___ TESTO DA ANALIZZARE ___

In Grecia cresce il malcontento popolare contro le misure di austerity imposte dal governo Tsipras, in linea con le richieste dell’Unione Europea per fronteggiare la crisi economica. Proprio oggi il presidente della Commissione europea, Claude Juncker, riceve a Bruxelles il capo dell’esecutivo ellenico. Intanto Atene continua a fronteggiare l’emergenza immigrazione di fronte al continuo arrivo di migranti che scelgono la rotta balcanica per raggiungere l’Europa. Sulla situazione greca, Giancarlo La Vella ha intervistato Fulvio Scaglione, vicedirettore di Famiglia Cristiana:
R. – La Grecia è un Paese che avrebbe bisogno del consenso della popolazione per affrontare questa crisi, che può richiedere misure molto drastiche e i sacrifici non trovano mai il sostegno della gente che soffre. Tutto questo, inoltre, è aggravato dall’arrivo di queste masse di migranti, un impegno pesantissimo per un Paese in quella condizione. In più, la Grecia avrebbe bisogno di trovare un appoggio dagli altri Paesi europei. Invece si ritrova in questo momento ad essere messo sotto accusa in Europa.
D. - Sganciare anche parzialmente la Grecia dagli impegni europei alleggerirebbe un po’ la situazione?
R. - Il problema è che sembra più probabile il contrario: cioè che l’Europa sganci la Grecia dai privilegi europei; si parla di una sospensione dal Trattato di Schengen, ma questa è una misura molto controversa, perché si teme che, una volta tolto un anello alla catena di Schengen, poi tutta questa possa cedere. Si ha quasi la sensazione che si voglia abbandonare la Grecia al suo destino e, a questo punto, trasformarla in una specie di gigantesco campo profughi, perché gli altri Paesi si attrezzerebbero per chiudere le frontiere e Atene rimarrebbe da sola a fronteggiare l’ondata migratoria.
D. - Di fatto, tutto il peso della crisi sta gravando sulla popolazione. Il tenore di vita è ormai ai minimi. Questo come è potuto avvenire in un Paese che fa parte del panorama europeo?
R. - Credo che la crisi della Grecia stia dentro anche alla grande crisi dell’Europa, nel senso che non è possibile che un Paese con 10 milioni di abitanti non possa essere sorretto e guidato fuori dalla crisi da un’Unione Europea che ha 500 milioni di abitanti e che è probabilmente la zona più benestante del mondo. Credo che l’Europa non è mai stata così divisa. C’è da domandarsi onestamente se l’Unione Europea, come la intendiamo, esista ancora.
D. - Che significato hanno queste proteste contro Tzipras, che era stato il paladino della grande opposizione nei confronti dell’austerity richiesta da Bruxelles?
R. - Tzipras ad un certo punto, circa un anno fa, ha fatto uscire dal governo il ministro Varoufakīs e si è allineato con le ricette della cosiddetta Troika. Da quel momento ovviamente ha dovuto sposare un tipo di impostazione economica basato sull’austerity. Naturalmente manca la controprova, ovvero se l’uscita della Grecia dell’Euro avrebbe prodotto qualche risultato positivo o non avrebbe piuttosto aggravato il disastro. Resta il fatto che Tzipras ha deciso di sposare una politica molto dura verso i cittadini ed ora ne sconta le conseguenze politiche. D’altra parte la sua stessa maggioranza in parlamento è legata a due voti. Quindi la situazione è veramente fragilissima.

___

COSA SI CHIEDE =
Ricopia parola per parola il brano dell'intervista sulla crisi greca che va da "D. - Che significato" fino a "è veramente fragilissima." compreso.

___ DATI DI PARTENZA ___

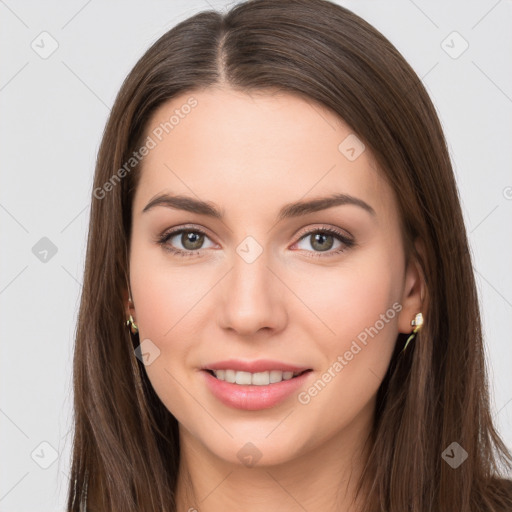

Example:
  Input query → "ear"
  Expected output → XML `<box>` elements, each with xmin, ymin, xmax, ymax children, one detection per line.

<box><xmin>398</xmin><ymin>238</ymin><xmax>427</xmax><ymax>333</ymax></box>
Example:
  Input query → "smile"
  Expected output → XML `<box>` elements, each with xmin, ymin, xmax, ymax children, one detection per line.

<box><xmin>207</xmin><ymin>369</ymin><xmax>311</xmax><ymax>386</ymax></box>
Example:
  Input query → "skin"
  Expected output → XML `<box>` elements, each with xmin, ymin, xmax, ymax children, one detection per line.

<box><xmin>125</xmin><ymin>87</ymin><xmax>425</xmax><ymax>512</ymax></box>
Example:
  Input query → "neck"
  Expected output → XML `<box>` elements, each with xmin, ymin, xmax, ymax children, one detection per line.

<box><xmin>176</xmin><ymin>400</ymin><xmax>373</xmax><ymax>512</ymax></box>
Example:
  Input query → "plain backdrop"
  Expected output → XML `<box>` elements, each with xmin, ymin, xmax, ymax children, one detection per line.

<box><xmin>0</xmin><ymin>0</ymin><xmax>512</xmax><ymax>512</ymax></box>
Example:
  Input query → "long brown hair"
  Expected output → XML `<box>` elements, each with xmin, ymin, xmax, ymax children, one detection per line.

<box><xmin>68</xmin><ymin>0</ymin><xmax>512</xmax><ymax>512</ymax></box>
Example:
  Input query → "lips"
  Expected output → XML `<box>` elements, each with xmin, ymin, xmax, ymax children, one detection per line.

<box><xmin>201</xmin><ymin>359</ymin><xmax>311</xmax><ymax>373</ymax></box>
<box><xmin>200</xmin><ymin>359</ymin><xmax>313</xmax><ymax>411</ymax></box>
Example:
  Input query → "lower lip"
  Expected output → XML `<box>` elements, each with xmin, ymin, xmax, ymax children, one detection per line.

<box><xmin>201</xmin><ymin>370</ymin><xmax>312</xmax><ymax>411</ymax></box>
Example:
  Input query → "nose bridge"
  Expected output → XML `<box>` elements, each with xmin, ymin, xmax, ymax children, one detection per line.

<box><xmin>220</xmin><ymin>237</ymin><xmax>286</xmax><ymax>334</ymax></box>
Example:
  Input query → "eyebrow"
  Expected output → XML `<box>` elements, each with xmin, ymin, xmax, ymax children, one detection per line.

<box><xmin>142</xmin><ymin>193</ymin><xmax>376</xmax><ymax>221</ymax></box>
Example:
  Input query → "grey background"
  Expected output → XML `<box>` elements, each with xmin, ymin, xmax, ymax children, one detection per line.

<box><xmin>0</xmin><ymin>0</ymin><xmax>512</xmax><ymax>512</ymax></box>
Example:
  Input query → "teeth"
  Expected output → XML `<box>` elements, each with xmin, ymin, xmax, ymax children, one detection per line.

<box><xmin>212</xmin><ymin>370</ymin><xmax>301</xmax><ymax>386</ymax></box>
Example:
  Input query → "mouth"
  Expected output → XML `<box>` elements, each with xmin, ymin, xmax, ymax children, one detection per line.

<box><xmin>204</xmin><ymin>369</ymin><xmax>313</xmax><ymax>386</ymax></box>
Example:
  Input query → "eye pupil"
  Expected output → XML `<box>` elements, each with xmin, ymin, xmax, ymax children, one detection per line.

<box><xmin>181</xmin><ymin>231</ymin><xmax>204</xmax><ymax>251</ymax></box>
<box><xmin>311</xmin><ymin>233</ymin><xmax>334</xmax><ymax>251</ymax></box>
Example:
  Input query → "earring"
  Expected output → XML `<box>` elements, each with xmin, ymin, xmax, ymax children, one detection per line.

<box><xmin>126</xmin><ymin>298</ymin><xmax>139</xmax><ymax>334</ymax></box>
<box><xmin>401</xmin><ymin>313</ymin><xmax>423</xmax><ymax>352</ymax></box>
<box><xmin>126</xmin><ymin>315</ymin><xmax>139</xmax><ymax>334</ymax></box>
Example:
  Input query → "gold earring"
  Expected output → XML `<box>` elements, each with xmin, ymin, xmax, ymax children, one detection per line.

<box><xmin>126</xmin><ymin>298</ymin><xmax>139</xmax><ymax>334</ymax></box>
<box><xmin>401</xmin><ymin>313</ymin><xmax>423</xmax><ymax>352</ymax></box>
<box><xmin>126</xmin><ymin>315</ymin><xmax>139</xmax><ymax>334</ymax></box>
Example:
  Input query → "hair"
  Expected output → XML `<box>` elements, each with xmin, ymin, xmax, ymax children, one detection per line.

<box><xmin>67</xmin><ymin>0</ymin><xmax>512</xmax><ymax>512</ymax></box>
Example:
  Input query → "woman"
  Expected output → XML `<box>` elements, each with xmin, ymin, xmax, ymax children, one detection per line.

<box><xmin>68</xmin><ymin>0</ymin><xmax>512</xmax><ymax>512</ymax></box>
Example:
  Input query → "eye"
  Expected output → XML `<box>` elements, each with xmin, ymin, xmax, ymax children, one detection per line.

<box><xmin>290</xmin><ymin>228</ymin><xmax>355</xmax><ymax>257</ymax></box>
<box><xmin>157</xmin><ymin>228</ymin><xmax>218</xmax><ymax>256</ymax></box>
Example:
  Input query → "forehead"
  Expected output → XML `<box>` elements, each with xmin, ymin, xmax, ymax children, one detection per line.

<box><xmin>135</xmin><ymin>88</ymin><xmax>395</xmax><ymax>222</ymax></box>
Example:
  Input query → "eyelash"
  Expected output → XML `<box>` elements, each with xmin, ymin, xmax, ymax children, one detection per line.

<box><xmin>156</xmin><ymin>227</ymin><xmax>355</xmax><ymax>258</ymax></box>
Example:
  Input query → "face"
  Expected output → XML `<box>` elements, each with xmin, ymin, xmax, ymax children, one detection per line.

<box><xmin>129</xmin><ymin>89</ymin><xmax>420</xmax><ymax>464</ymax></box>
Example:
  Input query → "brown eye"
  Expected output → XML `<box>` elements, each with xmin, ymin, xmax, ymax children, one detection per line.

<box><xmin>296</xmin><ymin>228</ymin><xmax>355</xmax><ymax>257</ymax></box>
<box><xmin>180</xmin><ymin>231</ymin><xmax>204</xmax><ymax>251</ymax></box>
<box><xmin>309</xmin><ymin>233</ymin><xmax>334</xmax><ymax>251</ymax></box>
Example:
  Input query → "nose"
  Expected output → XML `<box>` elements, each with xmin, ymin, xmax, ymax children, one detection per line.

<box><xmin>216</xmin><ymin>252</ymin><xmax>287</xmax><ymax>337</ymax></box>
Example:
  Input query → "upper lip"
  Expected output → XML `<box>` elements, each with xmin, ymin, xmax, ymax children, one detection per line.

<box><xmin>201</xmin><ymin>359</ymin><xmax>311</xmax><ymax>373</ymax></box>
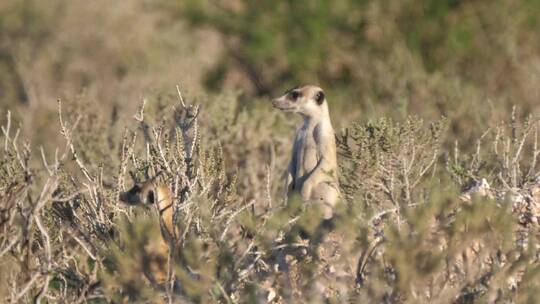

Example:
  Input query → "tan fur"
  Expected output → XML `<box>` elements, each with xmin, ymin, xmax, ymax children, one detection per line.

<box><xmin>120</xmin><ymin>180</ymin><xmax>179</xmax><ymax>284</ymax></box>
<box><xmin>272</xmin><ymin>85</ymin><xmax>340</xmax><ymax>219</ymax></box>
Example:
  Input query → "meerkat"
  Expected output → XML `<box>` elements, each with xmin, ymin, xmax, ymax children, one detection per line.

<box><xmin>272</xmin><ymin>85</ymin><xmax>340</xmax><ymax>219</ymax></box>
<box><xmin>119</xmin><ymin>179</ymin><xmax>179</xmax><ymax>284</ymax></box>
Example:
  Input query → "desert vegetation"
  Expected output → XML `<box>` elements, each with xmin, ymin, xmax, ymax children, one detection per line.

<box><xmin>0</xmin><ymin>0</ymin><xmax>540</xmax><ymax>303</ymax></box>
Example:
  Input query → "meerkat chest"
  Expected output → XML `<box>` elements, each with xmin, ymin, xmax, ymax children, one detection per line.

<box><xmin>296</xmin><ymin>127</ymin><xmax>320</xmax><ymax>175</ymax></box>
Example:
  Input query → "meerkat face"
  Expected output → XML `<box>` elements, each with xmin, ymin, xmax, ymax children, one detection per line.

<box><xmin>272</xmin><ymin>85</ymin><xmax>328</xmax><ymax>117</ymax></box>
<box><xmin>120</xmin><ymin>181</ymin><xmax>157</xmax><ymax>205</ymax></box>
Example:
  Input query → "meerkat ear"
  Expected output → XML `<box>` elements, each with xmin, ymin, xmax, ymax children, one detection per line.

<box><xmin>315</xmin><ymin>91</ymin><xmax>324</xmax><ymax>105</ymax></box>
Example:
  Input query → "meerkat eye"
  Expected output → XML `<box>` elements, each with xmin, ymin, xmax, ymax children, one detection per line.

<box><xmin>146</xmin><ymin>190</ymin><xmax>154</xmax><ymax>204</ymax></box>
<box><xmin>315</xmin><ymin>91</ymin><xmax>324</xmax><ymax>105</ymax></box>
<box><xmin>290</xmin><ymin>91</ymin><xmax>302</xmax><ymax>100</ymax></box>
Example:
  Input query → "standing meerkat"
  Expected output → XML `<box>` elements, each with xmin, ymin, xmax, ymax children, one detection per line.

<box><xmin>120</xmin><ymin>178</ymin><xmax>179</xmax><ymax>284</ymax></box>
<box><xmin>272</xmin><ymin>85</ymin><xmax>340</xmax><ymax>219</ymax></box>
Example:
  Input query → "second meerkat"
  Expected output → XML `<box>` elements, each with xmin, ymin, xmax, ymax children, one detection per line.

<box><xmin>272</xmin><ymin>85</ymin><xmax>340</xmax><ymax>219</ymax></box>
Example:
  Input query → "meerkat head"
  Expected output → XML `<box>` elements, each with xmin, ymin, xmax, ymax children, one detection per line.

<box><xmin>272</xmin><ymin>85</ymin><xmax>328</xmax><ymax>117</ymax></box>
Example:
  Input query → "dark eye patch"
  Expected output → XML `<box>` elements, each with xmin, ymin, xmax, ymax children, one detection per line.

<box><xmin>146</xmin><ymin>190</ymin><xmax>155</xmax><ymax>204</ymax></box>
<box><xmin>315</xmin><ymin>91</ymin><xmax>324</xmax><ymax>105</ymax></box>
<box><xmin>289</xmin><ymin>91</ymin><xmax>302</xmax><ymax>100</ymax></box>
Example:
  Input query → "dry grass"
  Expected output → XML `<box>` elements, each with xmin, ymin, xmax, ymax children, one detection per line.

<box><xmin>0</xmin><ymin>86</ymin><xmax>540</xmax><ymax>303</ymax></box>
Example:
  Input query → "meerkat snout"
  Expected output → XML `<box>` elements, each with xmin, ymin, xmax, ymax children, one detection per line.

<box><xmin>272</xmin><ymin>85</ymin><xmax>328</xmax><ymax>117</ymax></box>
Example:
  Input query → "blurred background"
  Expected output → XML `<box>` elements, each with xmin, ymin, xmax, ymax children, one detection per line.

<box><xmin>0</xmin><ymin>0</ymin><xmax>540</xmax><ymax>147</ymax></box>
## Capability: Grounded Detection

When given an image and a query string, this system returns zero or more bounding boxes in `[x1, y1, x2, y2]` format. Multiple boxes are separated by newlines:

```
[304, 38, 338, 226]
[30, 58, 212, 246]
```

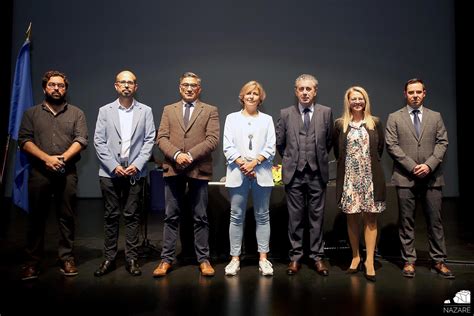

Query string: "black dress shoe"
[125, 260, 142, 276]
[314, 260, 329, 276]
[94, 260, 115, 277]
[346, 261, 363, 274]
[364, 272, 375, 282]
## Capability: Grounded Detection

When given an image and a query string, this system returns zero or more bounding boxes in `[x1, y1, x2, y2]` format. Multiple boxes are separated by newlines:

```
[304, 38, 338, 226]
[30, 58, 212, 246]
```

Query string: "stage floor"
[0, 199, 474, 316]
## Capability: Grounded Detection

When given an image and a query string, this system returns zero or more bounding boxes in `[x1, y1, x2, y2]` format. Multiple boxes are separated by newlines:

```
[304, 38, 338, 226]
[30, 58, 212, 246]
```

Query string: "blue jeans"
[228, 178, 272, 257]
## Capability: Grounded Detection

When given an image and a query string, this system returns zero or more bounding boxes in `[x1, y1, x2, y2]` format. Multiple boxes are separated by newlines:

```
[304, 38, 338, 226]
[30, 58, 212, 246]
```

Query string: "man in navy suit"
[94, 70, 155, 277]
[276, 74, 334, 276]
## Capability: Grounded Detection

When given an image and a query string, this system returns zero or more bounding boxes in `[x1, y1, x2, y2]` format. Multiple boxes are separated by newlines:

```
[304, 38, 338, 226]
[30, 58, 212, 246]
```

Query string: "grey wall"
[11, 0, 459, 197]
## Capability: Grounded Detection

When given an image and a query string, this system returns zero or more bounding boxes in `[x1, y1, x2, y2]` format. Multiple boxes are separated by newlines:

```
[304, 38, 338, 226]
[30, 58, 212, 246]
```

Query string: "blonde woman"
[223, 81, 275, 275]
[334, 86, 386, 282]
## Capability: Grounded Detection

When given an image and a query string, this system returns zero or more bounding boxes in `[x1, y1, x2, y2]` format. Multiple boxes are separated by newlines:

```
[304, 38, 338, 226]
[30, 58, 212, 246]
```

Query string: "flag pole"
[0, 22, 32, 186]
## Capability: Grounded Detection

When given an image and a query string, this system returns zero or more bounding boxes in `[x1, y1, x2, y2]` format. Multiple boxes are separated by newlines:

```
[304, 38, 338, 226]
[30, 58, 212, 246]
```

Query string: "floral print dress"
[339, 121, 385, 214]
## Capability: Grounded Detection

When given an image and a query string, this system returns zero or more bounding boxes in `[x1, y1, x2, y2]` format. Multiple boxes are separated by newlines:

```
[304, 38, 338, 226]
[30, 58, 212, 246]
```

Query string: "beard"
[44, 93, 66, 105]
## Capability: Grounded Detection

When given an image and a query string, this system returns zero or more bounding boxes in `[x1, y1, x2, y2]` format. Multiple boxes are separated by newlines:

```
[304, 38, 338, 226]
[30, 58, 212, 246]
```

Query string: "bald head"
[115, 70, 138, 99]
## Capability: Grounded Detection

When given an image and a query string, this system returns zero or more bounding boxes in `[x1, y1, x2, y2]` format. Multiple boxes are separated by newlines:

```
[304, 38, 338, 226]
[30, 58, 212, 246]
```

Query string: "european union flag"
[8, 39, 33, 212]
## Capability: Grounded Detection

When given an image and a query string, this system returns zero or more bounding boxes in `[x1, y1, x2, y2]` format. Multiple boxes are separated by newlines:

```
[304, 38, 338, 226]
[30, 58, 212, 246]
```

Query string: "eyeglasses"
[117, 80, 135, 86]
[180, 83, 199, 90]
[296, 87, 315, 92]
[47, 82, 66, 89]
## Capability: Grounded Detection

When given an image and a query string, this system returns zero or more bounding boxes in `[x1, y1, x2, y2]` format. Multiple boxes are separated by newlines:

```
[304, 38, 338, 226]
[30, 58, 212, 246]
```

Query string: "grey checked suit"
[276, 104, 334, 261]
[385, 106, 448, 263]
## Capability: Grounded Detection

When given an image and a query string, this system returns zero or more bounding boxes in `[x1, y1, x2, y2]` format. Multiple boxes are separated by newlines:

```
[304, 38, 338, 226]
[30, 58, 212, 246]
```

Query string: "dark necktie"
[183, 103, 193, 127]
[303, 108, 311, 131]
[412, 110, 421, 138]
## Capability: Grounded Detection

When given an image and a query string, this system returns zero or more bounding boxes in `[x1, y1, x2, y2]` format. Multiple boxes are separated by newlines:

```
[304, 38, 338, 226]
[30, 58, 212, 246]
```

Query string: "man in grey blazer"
[94, 70, 155, 277]
[153, 72, 219, 277]
[276, 74, 334, 276]
[385, 79, 454, 279]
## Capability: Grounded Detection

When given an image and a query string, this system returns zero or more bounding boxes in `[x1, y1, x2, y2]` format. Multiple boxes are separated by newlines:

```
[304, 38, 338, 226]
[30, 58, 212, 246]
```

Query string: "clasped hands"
[412, 163, 431, 179]
[235, 157, 257, 178]
[114, 165, 138, 177]
[176, 153, 193, 169]
[45, 155, 66, 171]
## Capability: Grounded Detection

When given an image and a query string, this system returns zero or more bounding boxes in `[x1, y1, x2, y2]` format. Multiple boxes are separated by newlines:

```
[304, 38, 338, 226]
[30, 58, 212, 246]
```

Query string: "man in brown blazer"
[153, 72, 219, 277]
[385, 79, 454, 279]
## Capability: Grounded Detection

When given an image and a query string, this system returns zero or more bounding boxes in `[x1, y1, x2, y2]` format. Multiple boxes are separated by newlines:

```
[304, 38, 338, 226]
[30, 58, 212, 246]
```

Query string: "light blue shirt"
[223, 111, 276, 187]
[117, 99, 135, 161]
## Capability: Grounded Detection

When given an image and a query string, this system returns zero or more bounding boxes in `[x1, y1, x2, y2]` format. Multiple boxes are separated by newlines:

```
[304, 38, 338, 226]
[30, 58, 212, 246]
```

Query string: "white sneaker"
[258, 259, 273, 275]
[225, 259, 240, 275]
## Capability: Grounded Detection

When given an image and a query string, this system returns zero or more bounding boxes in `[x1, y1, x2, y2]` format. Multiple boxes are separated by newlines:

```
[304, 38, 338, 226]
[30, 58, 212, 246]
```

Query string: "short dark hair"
[403, 78, 426, 92]
[179, 71, 201, 84]
[41, 70, 69, 90]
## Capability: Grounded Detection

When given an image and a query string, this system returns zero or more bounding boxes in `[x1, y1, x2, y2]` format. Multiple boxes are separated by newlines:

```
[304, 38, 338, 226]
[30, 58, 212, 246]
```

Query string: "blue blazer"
[94, 99, 155, 178]
[223, 111, 276, 188]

___

RISPOSTA ALL'ESERCIZIO =
D. - Che significato hanno queste proteste contro Tzipras, che era stato il paladino della grande opposizione nei confronti dell’austerity richiesta da Bruxelles?
R. - Tzipras ad un certo punto, circa un anno fa, ha fatto uscire dal governo il ministro Varoufakīs e si è allineato con le ricette della cosiddetta Troika. Da quel momento ovviamente ha dovuto sposare un tipo di impostazione economica basato sull’austerity. Naturalmente manca la controprova, ovvero se l’uscita della Grecia dell’Euro avrebbe prodotto qualche risultato positivo o non avrebbe piuttosto aggravato il disastro. Resta il fatto che Tzipras ha deciso di sposare una politica molto dura verso i cittadini ed ora ne sconta le conseguenze politiche. D’altra parte la sua stessa maggioranza in parlamento è legata a due voti. Quindi la situazione è veramente fragilissima.